[Dataset excerpts — start]
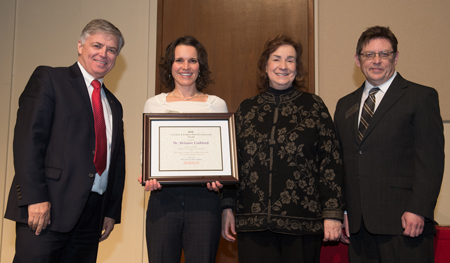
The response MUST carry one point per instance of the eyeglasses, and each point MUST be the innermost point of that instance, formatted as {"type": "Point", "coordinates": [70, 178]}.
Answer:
{"type": "Point", "coordinates": [384, 54]}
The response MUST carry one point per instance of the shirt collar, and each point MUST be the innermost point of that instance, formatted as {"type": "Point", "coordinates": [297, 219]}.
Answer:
{"type": "Point", "coordinates": [383, 87]}
{"type": "Point", "coordinates": [87, 77]}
[Dataset excerpts — finish]
- Work instructions
An exact copy of the lines from the one containing "The response MUST carry one point per instance of the shirt" through the end of the entries is required, and nothing beyond them.

- Response below
The response MUST carry one point per instance of the shirt collar, and each point MUST be the innermost point of that instance, formatted as {"type": "Point", "coordinates": [297, 219]}.
Answer:
{"type": "Point", "coordinates": [383, 87]}
{"type": "Point", "coordinates": [87, 77]}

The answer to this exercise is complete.